# TASK TO COMPLETE:
Reproduce the data below with "lesson" replaced by "exercise" everywhere it occurs, and keep everything else the same.

# SUPPLIED DATA:
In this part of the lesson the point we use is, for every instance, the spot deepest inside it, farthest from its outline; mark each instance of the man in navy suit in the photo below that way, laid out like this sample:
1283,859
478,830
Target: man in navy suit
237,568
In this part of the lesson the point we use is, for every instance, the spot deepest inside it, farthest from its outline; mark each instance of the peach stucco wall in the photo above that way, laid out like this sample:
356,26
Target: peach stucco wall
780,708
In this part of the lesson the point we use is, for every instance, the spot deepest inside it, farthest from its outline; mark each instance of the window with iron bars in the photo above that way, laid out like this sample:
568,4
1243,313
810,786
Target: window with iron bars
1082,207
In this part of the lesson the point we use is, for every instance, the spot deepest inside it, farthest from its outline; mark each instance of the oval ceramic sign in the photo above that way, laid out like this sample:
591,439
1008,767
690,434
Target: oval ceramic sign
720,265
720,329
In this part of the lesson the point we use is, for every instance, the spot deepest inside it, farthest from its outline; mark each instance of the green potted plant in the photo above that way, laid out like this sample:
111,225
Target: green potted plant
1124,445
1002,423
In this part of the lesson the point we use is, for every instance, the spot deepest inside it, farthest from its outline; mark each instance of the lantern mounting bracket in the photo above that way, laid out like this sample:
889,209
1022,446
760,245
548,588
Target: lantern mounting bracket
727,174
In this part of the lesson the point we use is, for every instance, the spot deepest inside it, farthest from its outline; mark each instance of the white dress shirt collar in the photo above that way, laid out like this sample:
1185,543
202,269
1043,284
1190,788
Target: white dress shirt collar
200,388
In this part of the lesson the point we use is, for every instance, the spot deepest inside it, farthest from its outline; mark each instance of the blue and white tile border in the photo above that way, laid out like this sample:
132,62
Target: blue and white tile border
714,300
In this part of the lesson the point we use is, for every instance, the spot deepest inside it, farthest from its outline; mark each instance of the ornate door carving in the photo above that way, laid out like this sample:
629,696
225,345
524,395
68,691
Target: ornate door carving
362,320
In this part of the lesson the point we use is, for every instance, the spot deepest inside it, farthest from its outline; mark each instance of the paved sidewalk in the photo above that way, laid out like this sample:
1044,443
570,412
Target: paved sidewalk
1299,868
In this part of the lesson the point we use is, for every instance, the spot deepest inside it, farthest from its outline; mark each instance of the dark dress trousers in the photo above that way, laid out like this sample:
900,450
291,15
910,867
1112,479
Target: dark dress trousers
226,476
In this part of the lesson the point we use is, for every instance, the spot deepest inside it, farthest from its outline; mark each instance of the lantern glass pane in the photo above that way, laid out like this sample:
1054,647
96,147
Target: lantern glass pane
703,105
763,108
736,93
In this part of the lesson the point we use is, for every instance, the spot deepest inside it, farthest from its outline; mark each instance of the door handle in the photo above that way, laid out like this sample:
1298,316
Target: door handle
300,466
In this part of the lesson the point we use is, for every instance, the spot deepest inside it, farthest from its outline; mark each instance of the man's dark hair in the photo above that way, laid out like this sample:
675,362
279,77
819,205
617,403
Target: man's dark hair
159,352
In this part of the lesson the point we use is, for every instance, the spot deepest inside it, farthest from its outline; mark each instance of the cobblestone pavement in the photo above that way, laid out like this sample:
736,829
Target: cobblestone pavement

# EXPECTED ANSWER:
In this part of the exercise the point we use is, for every instance, the spot deepest inside it, farthest from its outline; mark each instance of the man in navy suit in the photo below that way, laid out like this sample:
1283,859
478,830
Target: man in navy suit
237,568
In this part of the exercise the point we use is, for every instance, the spot deepest inside it, farthest from its outline; mark each instance of the peach stucco wall in the photo above that way, laid out like this sample:
356,26
Target: peach stucco wall
780,708
In this part of the exercise the point we use is, for every instance, the spot deepest inside it, farthest from its outline; mark each instance of the window with iron bars in the photo above that way, laid out like this sample:
568,4
1243,313
810,786
Target: window with iron bars
1082,207
In this part of the exercise the point we use is, for every instance, the spot deepest inside it, farthest from its outline; mark each instance of the oval ceramic sign in the photo above that way, laid out like this sample:
591,439
1008,767
690,434
Target: oval ceramic sign
720,265
720,329
In this part of the exercise the point we use is, for every instance, the spot deepest inside it, farthest from its outline; mark each instance of the green potted plant in the photo above that way, laid out like this sample:
111,225
Target: green potted plant
1124,445
1002,423
In this part of the exercise the point we use is, for every instance, the spot deepest inside it, farthest from its outline; mark each instance of the lantern mounting bracket in the photo above that way, laid out like this sample:
889,209
1022,446
760,245
548,588
Target: lantern mounting bracket
727,174
In this part of the exercise the point we use is, for every instance, the spot deepest inside it, farthest from its outline; mark each instance of the white dress shirt collar in the photo above that way, laid out like this sample:
1185,543
202,269
1043,284
1190,788
Target: white dress shirt collar
200,388
In this part of the exercise the point we use is, for every instance, the spot deepest inside it, farthest from its outline; mark each instance of the blue and white tile border in the photo above that way, laid out like this sample:
132,62
Target: blue and white tile border
714,300
In this part of the exercise the point we use is, for every instance, the spot deepest inside it, farthest from its outline; mark each instance of the ornate door carving in the photo above that way, laid out like this sample:
629,696
225,345
524,395
68,691
Target: ornate door carving
362,320
In this part of the exercise the point we use is, for every instance, the spot deepest inside it, farthest from its outline; mark each instance of the paved sidewalk in the photo above that way, laid out like this sample:
1044,443
570,412
Target: paved sidewalk
1299,868
In this part of the exercise the point we use is, for every instance, the spot deepest inside it, farthest from its outline; mark each instance of the dark dress trousers in the photo above that way, laid out like this sample:
900,450
291,15
910,867
1112,479
Target: dark dress trousers
226,476
In this part of the exercise the point we use is, for every instance, the spot deepest inside it, farthest from its outline; mark each instance of the lantern glass pane in the photo above that way, laid out like this sample:
1054,647
96,147
Target: lantern glass pane
703,105
763,108
736,93
In this part of the exercise the point we use is, for every instance, the spot deepest inside it, farthest from its outline; mark each instance of the door handle in the photo above that way, laid out like this sample:
1298,316
Target: door handle
300,466
In this part of the exercise the point we use is, for every instance, the spot deepest inside it, farthest from its outline; mark each instance of the man's dark hair in the photo above that way, laid out like this sample:
675,362
279,77
819,205
617,403
Target: man's dark hair
159,352
In this part of the exercise the point we use is, for every instance, the spot deepest inside it, farthest from its outline; mark each instance of the cobblestone pavement in the photo above that way, laid out like this sample:
736,829
Target: cobblestone pavement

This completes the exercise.